Print the lines below word for word, covering only the stretch from the line that contains "Where can you see the white bedsheet" through the final line.
## start STORED RECORDS
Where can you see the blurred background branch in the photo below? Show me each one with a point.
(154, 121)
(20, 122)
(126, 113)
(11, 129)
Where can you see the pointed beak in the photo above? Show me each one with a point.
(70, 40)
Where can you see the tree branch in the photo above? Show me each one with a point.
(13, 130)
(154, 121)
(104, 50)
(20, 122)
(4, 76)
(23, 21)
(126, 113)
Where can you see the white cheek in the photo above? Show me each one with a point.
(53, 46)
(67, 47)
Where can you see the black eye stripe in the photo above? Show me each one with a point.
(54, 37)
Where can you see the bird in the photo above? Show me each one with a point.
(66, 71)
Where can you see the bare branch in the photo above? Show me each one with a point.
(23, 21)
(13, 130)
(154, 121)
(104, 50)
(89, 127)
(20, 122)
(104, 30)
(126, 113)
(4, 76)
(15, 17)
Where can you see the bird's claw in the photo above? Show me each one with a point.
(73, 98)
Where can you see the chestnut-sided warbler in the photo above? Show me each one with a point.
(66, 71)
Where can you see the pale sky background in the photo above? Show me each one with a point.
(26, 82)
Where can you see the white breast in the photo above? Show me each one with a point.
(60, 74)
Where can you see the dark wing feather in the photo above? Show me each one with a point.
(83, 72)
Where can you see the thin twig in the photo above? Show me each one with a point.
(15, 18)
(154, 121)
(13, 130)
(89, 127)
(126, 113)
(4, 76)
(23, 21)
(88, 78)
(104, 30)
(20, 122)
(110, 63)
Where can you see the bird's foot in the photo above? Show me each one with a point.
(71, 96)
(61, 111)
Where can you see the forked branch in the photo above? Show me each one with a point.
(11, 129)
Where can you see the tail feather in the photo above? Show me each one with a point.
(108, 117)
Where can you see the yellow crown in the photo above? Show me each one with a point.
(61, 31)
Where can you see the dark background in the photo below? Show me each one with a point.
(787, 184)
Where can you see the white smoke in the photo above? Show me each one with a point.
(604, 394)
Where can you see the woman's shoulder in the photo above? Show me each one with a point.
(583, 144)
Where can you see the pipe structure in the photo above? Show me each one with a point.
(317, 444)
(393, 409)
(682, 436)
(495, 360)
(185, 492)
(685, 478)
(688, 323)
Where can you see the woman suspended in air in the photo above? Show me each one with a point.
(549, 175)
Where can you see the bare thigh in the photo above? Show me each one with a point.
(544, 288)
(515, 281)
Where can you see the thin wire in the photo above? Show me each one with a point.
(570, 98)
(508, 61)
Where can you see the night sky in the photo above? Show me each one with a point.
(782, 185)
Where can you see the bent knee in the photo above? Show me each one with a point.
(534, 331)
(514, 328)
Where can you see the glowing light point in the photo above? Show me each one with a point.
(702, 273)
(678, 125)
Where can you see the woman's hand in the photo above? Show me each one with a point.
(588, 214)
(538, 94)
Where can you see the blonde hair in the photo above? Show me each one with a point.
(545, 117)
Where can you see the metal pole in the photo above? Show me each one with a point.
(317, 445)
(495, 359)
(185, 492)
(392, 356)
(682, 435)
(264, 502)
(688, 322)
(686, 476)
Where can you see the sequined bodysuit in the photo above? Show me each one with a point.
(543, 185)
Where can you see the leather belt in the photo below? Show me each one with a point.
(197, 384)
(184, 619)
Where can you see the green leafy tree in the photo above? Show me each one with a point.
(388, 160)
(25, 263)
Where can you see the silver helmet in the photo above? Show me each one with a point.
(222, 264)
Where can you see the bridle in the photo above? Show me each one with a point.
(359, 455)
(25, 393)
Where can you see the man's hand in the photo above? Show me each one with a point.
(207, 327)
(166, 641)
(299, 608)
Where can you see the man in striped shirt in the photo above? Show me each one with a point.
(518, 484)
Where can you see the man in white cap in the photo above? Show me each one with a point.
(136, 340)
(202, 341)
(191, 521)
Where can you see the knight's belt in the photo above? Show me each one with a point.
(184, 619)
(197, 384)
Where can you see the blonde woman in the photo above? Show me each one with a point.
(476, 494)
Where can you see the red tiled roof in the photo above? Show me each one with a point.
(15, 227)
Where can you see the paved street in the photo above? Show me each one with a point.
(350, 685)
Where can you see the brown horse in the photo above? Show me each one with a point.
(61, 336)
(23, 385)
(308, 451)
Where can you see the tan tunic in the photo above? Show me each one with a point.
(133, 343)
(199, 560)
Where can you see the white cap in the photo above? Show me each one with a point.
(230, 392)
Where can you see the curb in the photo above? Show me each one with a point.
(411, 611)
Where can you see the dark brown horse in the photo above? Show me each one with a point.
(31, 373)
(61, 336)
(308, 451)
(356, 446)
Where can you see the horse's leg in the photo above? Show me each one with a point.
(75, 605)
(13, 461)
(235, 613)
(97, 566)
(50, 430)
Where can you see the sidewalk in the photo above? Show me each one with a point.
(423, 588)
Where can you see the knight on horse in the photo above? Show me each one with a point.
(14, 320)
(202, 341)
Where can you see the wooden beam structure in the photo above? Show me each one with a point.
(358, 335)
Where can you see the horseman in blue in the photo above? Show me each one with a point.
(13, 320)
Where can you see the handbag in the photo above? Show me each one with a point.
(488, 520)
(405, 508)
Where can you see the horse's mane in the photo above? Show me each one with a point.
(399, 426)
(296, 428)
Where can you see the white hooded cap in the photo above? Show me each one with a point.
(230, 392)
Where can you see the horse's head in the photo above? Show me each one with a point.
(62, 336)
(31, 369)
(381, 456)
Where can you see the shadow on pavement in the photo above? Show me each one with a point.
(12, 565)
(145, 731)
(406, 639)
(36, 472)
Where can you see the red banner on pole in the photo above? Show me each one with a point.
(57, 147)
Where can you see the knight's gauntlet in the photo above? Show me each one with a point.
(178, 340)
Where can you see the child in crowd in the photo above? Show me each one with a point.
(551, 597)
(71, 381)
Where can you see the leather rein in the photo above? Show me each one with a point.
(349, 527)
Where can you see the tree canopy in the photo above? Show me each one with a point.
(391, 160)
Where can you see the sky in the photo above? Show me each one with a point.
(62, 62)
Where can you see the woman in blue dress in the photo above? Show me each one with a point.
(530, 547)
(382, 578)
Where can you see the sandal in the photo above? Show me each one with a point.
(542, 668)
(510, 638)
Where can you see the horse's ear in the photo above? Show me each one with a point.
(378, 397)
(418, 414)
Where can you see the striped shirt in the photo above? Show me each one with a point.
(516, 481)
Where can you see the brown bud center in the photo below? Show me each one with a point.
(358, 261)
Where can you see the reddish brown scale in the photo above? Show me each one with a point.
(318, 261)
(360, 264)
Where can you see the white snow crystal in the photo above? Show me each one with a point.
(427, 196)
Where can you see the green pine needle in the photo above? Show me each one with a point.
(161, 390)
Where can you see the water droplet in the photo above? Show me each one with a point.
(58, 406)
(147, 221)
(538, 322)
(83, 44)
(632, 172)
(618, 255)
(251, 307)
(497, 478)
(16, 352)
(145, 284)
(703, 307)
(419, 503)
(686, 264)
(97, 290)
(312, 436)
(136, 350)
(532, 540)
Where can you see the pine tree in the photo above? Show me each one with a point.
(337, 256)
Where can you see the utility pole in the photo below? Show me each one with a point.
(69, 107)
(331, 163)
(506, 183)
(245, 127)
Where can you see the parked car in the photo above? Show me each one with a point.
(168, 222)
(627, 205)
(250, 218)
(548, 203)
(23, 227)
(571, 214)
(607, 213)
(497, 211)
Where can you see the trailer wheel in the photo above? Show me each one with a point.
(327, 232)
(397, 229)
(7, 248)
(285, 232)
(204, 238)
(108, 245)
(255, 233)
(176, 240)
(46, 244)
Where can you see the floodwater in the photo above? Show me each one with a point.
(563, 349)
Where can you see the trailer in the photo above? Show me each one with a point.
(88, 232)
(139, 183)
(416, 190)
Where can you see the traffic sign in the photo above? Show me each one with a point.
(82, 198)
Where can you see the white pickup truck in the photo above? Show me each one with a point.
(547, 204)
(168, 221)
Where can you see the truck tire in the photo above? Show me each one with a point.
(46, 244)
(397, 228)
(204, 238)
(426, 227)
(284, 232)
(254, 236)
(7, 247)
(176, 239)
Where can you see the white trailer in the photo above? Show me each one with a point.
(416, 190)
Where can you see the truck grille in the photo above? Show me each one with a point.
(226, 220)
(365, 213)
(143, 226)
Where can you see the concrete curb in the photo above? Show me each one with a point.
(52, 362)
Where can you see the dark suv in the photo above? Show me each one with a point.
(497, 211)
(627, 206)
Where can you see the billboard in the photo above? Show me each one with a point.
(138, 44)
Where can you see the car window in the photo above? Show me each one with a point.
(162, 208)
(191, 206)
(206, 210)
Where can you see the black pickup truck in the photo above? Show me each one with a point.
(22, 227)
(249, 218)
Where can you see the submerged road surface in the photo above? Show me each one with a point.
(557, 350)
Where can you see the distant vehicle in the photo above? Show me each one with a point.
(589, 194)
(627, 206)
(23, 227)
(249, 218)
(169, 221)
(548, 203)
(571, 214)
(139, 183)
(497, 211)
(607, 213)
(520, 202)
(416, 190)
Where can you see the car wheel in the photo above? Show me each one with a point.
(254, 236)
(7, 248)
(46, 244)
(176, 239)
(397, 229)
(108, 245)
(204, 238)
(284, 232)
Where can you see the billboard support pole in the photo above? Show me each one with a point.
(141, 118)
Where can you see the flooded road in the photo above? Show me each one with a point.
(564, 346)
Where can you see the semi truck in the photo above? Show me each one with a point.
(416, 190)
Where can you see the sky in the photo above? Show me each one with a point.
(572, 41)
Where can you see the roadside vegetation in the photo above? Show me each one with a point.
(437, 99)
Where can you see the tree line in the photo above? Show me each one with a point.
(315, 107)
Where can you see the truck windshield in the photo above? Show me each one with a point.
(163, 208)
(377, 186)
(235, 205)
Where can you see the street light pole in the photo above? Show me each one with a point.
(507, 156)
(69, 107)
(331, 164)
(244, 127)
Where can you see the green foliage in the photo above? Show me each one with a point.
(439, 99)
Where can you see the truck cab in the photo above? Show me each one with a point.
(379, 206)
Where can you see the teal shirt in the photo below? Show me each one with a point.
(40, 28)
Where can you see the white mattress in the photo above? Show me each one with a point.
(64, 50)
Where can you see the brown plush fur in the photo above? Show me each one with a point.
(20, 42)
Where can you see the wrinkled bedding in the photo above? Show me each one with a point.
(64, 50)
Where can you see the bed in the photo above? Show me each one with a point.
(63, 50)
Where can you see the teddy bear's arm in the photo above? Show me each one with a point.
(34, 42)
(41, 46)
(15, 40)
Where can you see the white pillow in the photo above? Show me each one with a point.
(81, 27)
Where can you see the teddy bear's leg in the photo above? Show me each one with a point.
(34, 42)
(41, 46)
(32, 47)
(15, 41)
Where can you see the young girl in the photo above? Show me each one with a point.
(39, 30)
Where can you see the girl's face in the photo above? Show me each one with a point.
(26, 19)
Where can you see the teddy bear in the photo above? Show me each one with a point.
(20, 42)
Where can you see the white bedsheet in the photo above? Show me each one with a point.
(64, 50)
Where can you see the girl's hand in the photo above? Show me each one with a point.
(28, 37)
## end STORED RECORDS
→ ANSWER IN FULL
Where can you see the white bedsheet in the photo above? Show me each one with a point.
(64, 50)
Where can you see the girl's hand in the photo above? Show me each one with a point.
(28, 37)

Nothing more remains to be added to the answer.